EXERCISE 1 -
Show each line of the listing that contains the string "blue", matching case exactly.

READING TEXT -
# # # # # # #

8 thoughts on “Now…

  1. I read these, all of them. It took what felt like a long time, but was only a few minutes. I tried to sound out their names and have only their names in my head, and found I thought of men I know whose names are like the names of those who died wrongfully convicted, and as much as I tried to hold only the names in my head, I could not help but to notice that the time it takes to read their names is *nothing* to the time stolen from lives and families. Thank you for the invitation to *know* and to honor and to feel a small call to justice as I sat on my porch alone, reading names.

  2. So, here I am – the night before I leave, after a day of working. Yes. Working. After working a lot this weekend, and not even planning on being at work this week at all. my auto-reply went live on Monday. Shenanigans and bullshittery in the non-profit sector, the Human Resources strain that leaves me to do work on weekends when I don’t even earn pto anymore.

    I like the grant projects I’m working on though – and this whole little era has been about me realizing that the work I do has to be aligned with my ethics, because there are things that are too important to set aside or compromise. I’m working on a project that would put money into underresourced communities while also building capacity and gathering qualitative data.

    Here are some edited docs from the week:

    This project utilizes participatory action organizing practices and community investment principles to build the capacity of community networks through the organizing of recovery workshops and resource fairs, while providing opportunities for existing and developing community-based leaders and people in recovery to earn income for their work as project service learning interns.

    To build local community capacity, interns will be provided support in organizing community workshop events and resource materials for their communities through a structured training and internship program which will provide quality education and skill-building opportunities in areas relating to advocacy, recovery support, and community organizing.

    Community organizer interns will be paid a living-wage stipend for a period of service defined and will be recruited by project coordinators to participate as part of a cohort which will go through an orientation and training process that includes listening sessions with project interns to learn more about community experiences and needs, workshops in recovery advocacy through -, and training in advocacy and community organizing in partnership with –

    Community-organized events will held at diverse, accessible community locations and will be offered at no cost to community members. Community inquiry methods and processes to gather qualitative data will be integrated into this project at every phase, as we are committed to both giving under-resourced communities a voice and learning more about community needs and perceptions of assets.

    Project Goals and Objectives

    This project supports a recovery community building capacity strategy to learn more about and to address known community challenges related to access to resources and social determinants of health in rural, semi-rural, and under-resources communities within -, -, and – counties.

    This project seeks to provide opportunities to existing and emerging community leaders to earn wages through gaining skills and experience in areas that may support expanded local capacity to address local challenges related to social determinants of health, while simultaneously providing an immediate resource to their communities, and building capacity in the process through the utilization of community-based participatory action research methods.

# # # # # # #

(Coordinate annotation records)
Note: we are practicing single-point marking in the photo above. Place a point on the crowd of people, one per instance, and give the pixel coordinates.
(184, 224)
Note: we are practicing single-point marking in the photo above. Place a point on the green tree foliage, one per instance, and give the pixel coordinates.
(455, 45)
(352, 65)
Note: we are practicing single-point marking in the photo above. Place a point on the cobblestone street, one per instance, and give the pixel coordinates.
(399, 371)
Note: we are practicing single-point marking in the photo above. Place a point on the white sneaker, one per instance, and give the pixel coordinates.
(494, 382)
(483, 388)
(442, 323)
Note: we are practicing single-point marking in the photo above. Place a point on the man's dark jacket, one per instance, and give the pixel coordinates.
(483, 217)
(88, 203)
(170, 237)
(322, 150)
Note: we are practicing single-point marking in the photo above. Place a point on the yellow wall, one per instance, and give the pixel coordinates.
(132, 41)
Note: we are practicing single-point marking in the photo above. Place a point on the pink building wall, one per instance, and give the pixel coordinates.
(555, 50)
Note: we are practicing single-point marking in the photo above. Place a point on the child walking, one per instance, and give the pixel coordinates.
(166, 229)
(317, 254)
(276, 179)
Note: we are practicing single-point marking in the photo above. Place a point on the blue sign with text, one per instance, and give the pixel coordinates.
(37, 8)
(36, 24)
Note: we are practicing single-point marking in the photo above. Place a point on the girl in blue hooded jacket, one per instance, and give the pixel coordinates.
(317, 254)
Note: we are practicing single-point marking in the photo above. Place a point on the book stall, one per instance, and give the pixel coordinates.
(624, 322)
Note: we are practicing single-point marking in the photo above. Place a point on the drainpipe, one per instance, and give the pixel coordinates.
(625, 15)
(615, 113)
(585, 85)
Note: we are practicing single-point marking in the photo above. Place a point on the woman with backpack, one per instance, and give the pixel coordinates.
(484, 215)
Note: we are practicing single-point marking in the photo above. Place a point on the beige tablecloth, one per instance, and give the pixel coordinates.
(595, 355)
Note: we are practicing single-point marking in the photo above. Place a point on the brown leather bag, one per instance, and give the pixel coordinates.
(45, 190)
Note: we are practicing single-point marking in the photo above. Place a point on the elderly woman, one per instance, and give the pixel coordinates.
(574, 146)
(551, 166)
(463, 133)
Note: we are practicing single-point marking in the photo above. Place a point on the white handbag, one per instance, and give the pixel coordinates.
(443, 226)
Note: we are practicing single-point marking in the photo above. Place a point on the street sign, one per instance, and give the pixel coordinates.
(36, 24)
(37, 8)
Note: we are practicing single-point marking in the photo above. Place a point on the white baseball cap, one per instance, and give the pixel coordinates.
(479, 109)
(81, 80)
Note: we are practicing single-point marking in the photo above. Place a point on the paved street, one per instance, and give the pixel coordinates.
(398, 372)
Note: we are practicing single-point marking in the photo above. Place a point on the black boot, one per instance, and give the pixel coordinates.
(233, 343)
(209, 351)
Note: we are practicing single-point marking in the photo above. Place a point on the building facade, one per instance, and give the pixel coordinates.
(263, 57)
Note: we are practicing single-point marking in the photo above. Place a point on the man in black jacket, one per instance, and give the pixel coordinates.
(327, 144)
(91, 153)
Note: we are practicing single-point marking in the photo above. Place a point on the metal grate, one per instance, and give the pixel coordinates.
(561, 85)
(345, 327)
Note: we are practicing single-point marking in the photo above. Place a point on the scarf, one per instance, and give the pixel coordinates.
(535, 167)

# # # # # # #

EXERCISE 2 -
Duplicate the portion of the comment thread starting at "This project supports" and ending at "and – counties.".

EXERCISE OUTPUT 1 -
Note: we are practicing single-point marking in the photo above. Place a point on the blue sign with text, one per instance, and give the pixel coordinates.
Note: we are practicing single-point marking in the photo above. Place a point on the girl in blue hooded jacket, one per instance, and give the pixel coordinates.

EXERCISE OUTPUT 2 -
This project supports a recovery community building capacity strategy to learn more about and to address known community challenges related to access to resources and social determinants of health in rural, semi-rural, and under-resources communities within -, -, and – counties.